§ Exercise directions
An exact copy of the listing below is required.

§ Supplied material
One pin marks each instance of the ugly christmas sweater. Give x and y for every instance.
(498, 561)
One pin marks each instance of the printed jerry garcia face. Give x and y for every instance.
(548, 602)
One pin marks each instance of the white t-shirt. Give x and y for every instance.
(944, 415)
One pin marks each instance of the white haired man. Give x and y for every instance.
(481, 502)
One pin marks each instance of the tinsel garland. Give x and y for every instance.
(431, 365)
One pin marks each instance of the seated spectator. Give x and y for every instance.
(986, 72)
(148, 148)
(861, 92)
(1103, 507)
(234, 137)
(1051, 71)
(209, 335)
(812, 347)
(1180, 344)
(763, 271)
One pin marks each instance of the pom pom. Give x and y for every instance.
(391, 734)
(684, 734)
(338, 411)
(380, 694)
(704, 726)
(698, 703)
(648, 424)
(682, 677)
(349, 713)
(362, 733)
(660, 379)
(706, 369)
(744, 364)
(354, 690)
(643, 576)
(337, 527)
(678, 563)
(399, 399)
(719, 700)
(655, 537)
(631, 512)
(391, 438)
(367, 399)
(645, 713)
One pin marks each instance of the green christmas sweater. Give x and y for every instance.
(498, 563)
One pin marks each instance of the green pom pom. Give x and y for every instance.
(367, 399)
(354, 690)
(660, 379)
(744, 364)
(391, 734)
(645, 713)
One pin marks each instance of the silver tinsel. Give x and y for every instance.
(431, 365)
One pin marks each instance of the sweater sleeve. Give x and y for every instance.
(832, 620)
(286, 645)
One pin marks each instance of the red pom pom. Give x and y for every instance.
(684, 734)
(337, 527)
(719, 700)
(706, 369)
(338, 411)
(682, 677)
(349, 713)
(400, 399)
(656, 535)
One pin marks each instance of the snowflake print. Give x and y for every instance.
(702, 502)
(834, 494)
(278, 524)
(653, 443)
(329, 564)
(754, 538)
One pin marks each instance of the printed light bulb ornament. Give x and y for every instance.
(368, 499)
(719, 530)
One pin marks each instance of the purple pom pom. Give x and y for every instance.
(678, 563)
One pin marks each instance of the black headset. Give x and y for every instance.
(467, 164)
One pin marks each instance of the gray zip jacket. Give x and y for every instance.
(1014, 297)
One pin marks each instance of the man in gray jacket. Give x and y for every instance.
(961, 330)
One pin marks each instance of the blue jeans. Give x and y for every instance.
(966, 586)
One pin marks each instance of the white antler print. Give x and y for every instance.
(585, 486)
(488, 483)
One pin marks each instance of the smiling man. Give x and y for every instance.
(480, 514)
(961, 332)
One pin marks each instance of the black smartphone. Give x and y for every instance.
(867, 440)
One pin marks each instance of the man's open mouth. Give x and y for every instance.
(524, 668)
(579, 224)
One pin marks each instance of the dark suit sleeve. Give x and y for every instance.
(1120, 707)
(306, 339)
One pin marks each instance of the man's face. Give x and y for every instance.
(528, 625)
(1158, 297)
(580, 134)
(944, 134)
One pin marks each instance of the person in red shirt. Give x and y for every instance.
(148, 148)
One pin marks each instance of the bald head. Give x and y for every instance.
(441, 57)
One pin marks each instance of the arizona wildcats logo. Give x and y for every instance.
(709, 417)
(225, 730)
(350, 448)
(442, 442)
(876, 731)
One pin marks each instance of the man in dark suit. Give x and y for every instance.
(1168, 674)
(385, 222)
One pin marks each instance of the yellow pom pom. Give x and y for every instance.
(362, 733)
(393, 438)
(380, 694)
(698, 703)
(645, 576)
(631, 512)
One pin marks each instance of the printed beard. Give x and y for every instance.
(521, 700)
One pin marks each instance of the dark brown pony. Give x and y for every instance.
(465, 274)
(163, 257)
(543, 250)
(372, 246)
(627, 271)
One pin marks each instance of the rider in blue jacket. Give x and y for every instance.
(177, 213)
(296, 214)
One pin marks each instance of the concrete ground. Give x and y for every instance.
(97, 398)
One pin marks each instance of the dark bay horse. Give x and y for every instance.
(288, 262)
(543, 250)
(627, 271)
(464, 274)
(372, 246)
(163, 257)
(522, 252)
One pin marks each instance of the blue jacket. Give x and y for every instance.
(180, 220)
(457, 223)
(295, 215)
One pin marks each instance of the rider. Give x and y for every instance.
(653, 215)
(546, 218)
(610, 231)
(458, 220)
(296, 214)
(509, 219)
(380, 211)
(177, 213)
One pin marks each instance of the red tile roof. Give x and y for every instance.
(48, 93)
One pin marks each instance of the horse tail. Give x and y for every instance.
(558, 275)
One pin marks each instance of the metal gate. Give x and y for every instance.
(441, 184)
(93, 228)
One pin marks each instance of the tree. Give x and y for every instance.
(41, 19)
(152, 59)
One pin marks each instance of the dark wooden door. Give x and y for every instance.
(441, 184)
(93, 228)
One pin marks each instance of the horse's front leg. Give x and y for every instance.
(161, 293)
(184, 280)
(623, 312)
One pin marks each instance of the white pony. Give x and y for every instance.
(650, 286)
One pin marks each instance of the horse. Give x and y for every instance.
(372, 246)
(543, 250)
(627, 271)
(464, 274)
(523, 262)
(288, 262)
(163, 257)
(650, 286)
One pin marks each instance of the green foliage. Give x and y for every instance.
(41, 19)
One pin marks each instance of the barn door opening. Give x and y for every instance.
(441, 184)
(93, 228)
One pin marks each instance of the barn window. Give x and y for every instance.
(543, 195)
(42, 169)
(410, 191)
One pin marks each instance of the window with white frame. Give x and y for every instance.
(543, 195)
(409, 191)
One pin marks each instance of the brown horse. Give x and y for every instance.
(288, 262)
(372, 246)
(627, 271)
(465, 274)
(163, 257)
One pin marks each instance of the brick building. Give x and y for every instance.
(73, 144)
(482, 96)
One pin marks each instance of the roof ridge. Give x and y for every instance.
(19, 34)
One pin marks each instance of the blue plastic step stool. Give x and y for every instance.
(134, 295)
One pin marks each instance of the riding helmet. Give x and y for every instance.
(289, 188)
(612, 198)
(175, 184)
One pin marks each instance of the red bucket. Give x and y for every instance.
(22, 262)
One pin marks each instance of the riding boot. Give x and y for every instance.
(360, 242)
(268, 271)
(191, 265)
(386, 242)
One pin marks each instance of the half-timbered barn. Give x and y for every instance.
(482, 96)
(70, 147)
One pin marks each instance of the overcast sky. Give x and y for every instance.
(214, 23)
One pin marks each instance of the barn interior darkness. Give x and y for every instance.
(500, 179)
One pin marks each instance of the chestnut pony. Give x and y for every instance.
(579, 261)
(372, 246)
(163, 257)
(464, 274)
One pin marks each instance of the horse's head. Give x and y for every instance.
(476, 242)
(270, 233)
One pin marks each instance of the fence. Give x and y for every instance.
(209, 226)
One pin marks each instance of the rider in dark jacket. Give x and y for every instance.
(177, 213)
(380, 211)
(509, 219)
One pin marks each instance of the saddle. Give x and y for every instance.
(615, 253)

§ Task output
One pin marks each instance of the ugly christmas sweater. Give x and y for every instance.
(498, 561)
One pin marks each instance of the printed jerry garcia face. Give x and y for every instance.
(548, 602)
One pin marks each instance of the white t-shirt. Give x and y for every instance.
(944, 415)
One pin marks each instance of the white haired man. Give x and y for every instance.
(481, 502)
One pin marks each instance of the tinsel garland. Give x and y for every instance.
(431, 365)
One pin marks each instance of the seated spectator. Give x and y for every instance.
(986, 72)
(148, 148)
(861, 92)
(1103, 507)
(234, 137)
(1051, 71)
(209, 335)
(812, 347)
(1180, 344)
(763, 271)
One pin marks each instance of the pom pom. Give x and y for every instance.
(391, 734)
(684, 734)
(338, 411)
(380, 694)
(704, 726)
(698, 703)
(648, 424)
(682, 677)
(349, 713)
(362, 733)
(660, 379)
(706, 369)
(744, 364)
(354, 690)
(643, 576)
(337, 527)
(678, 563)
(399, 399)
(719, 700)
(655, 537)
(631, 512)
(391, 438)
(367, 399)
(645, 713)
One pin marks each instance of the green christmas sweater. Give x and y for every instance.
(498, 563)
One pin marks each instance of the green pom pom. Give x and y for every instance.
(367, 399)
(354, 690)
(660, 379)
(744, 364)
(391, 734)
(645, 713)
One pin marks each instance of the silver tinsel. Give x and y for every instance.
(431, 365)
One pin marks each instance of the sweater sleeve. Give x and y for every instance.
(832, 620)
(286, 645)
One pin marks each instance of the red pom pom. Give x and y for every instance.
(684, 734)
(337, 527)
(719, 700)
(706, 369)
(338, 411)
(682, 677)
(349, 713)
(400, 399)
(656, 535)
One pin marks each instance of the snowflake print. Give x and y for every instance.
(702, 502)
(834, 494)
(278, 524)
(653, 443)
(329, 564)
(754, 538)
One pin marks each instance of the printed light bulb ornament. Give x and y for every instance.
(368, 499)
(719, 530)
One pin marks each instance of the purple pom pom. Give x and y for every instance.
(678, 563)
One pin marks each instance of the black headset. Give x and y for every instance.
(467, 164)
One pin marks each instance of the gray zip jacket. Give x and y for every instance.
(1014, 297)
One pin marks each instance of the man in gray jacket. Give x and y for every instance.
(961, 330)
One pin marks each instance of the blue jeans. Give x and y for every instance.
(966, 586)
One pin marks each instance of the white antler print. Give x and y for every instance.
(585, 486)
(488, 483)
One pin marks each instance of the smiling man. Give x and y for every instance.
(480, 514)
(961, 332)
One pin marks each instance of the black smartphone. Give x and y for every instance.
(867, 440)
One pin marks each instance of the man's open mouth. Give x and y for every instance.
(524, 668)
(579, 224)
One pin marks each instance of the dark suit sleeve. Give x and y for every instance.
(1120, 707)
(306, 339)
One pin marks each instance of the man's face. Give x and y for every instance.
(528, 625)
(1158, 297)
(580, 134)
(944, 134)
One pin marks each instance of the person in red shirt. Give x and y for every instance.
(148, 148)
One pin marks each instance of the bald head. Give x and y for every instance.
(441, 57)
One pin marks each instance of the arizona wildcats logo. Give x and y for every instance.
(709, 417)
(225, 730)
(350, 448)
(442, 442)
(876, 731)
One pin marks each instance of the man in dark suit. Give x and y for every instance.
(1168, 674)
(385, 222)
One pin marks each instance of the yellow pom pom. Give x and y for every instance.
(362, 733)
(393, 438)
(380, 694)
(698, 703)
(645, 576)
(631, 512)
One pin marks each instance of the printed beard. Give x and y for every instance.
(521, 700)
One pin marks each instance of the dark brown pony. Give x and y for every instance.
(465, 274)
(163, 257)
(543, 250)
(372, 246)
(627, 271)
One pin marks each instance of the rider in blue jacket. Give x and y for every instance.
(177, 213)
(296, 214)
One pin marks each instance of the concrete ground. Give x and y for every instance.
(97, 398)
One pin marks each instance of the dark bay horse. Give x and y for every instance.
(288, 262)
(543, 250)
(627, 271)
(464, 274)
(372, 246)
(163, 257)
(522, 252)
One pin marks each instance of the blue jacket. Give x and y for every instance.
(180, 220)
(457, 223)
(295, 215)
One pin marks each instance of the rider. Give x and y for every instance.
(653, 215)
(546, 218)
(610, 231)
(458, 220)
(296, 214)
(509, 219)
(380, 211)
(177, 213)
One pin marks each instance of the red tile roof. Give x and y for every instance.
(48, 93)
One pin marks each instance of the horse tail. Give x and y for every instance.
(558, 275)
One pin marks each instance of the metal gate. Give x and y for every instance.
(441, 184)
(93, 228)
One pin marks each instance of the tree. Give x and y for every instance.
(41, 19)
(152, 59)
One pin marks each instance of the dark wooden door. Give x and y for every instance.
(441, 184)
(93, 228)
One pin marks each instance of the horse's front leg. Give x and y for every instance.
(161, 293)
(184, 280)
(623, 312)
One pin marks each instance of the white pony. Give x and y for every instance.
(650, 286)
One pin marks each instance of the horse. Give x and y for every instance.
(372, 246)
(543, 250)
(627, 271)
(464, 274)
(523, 262)
(288, 262)
(163, 257)
(650, 286)
One pin marks each instance of the green foliage. Give x and y for every instance.
(41, 19)
One pin marks each instance of the barn door opening. Give x and y for every instance.
(441, 184)
(93, 228)
One pin marks each instance of the barn window. Give x and y for every instance.
(543, 195)
(42, 169)
(410, 191)
One pin marks each instance of the window with white frame. Give x and y for every instance.
(543, 195)
(409, 191)
One pin marks each instance of the brown horse. Give x and y for every instance.
(288, 262)
(372, 246)
(627, 271)
(465, 274)
(163, 257)
One pin marks each instance of the brick building. Give x and y for every instance.
(73, 144)
(482, 96)
One pin marks each instance of the roof ridge. Give x and y for every instance.
(19, 34)
One pin marks each instance of the blue plastic step stool. Give x and y for every instance.
(134, 295)
One pin marks each instance of the riding helmet. Give x and y for every instance.
(289, 188)
(612, 198)
(175, 184)
One pin marks each instance of the red bucket. Give x and y for every instance.
(22, 262)
One pin marks each instance of the riding boot. Give x and y for every instance.
(360, 242)
(268, 271)
(191, 265)
(386, 242)
One pin marks each instance of the half-timbered barn. Give x and y for every instance.
(482, 96)
(70, 147)
One pin marks each instance of the overcast sky. Give x and y for every instance.
(214, 23)
One pin marks each instance of the barn interior darkness. Give x and y for every instance.
(500, 179)
One pin marks each instance of the chestnut pony. Give x and y for every instance.
(579, 261)
(372, 246)
(163, 257)
(464, 274)
One pin marks each instance of the horse's head. Give x and y for every instance.
(476, 242)
(270, 233)
One pin marks each instance of the fence. Give x and y for every instance.
(209, 226)
One pin marks each instance of the rider in dark jacket. Give x and y for every instance.
(177, 213)
(380, 211)
(509, 219)
One pin marks each instance of the saddle. Give x and y for every instance.
(615, 253)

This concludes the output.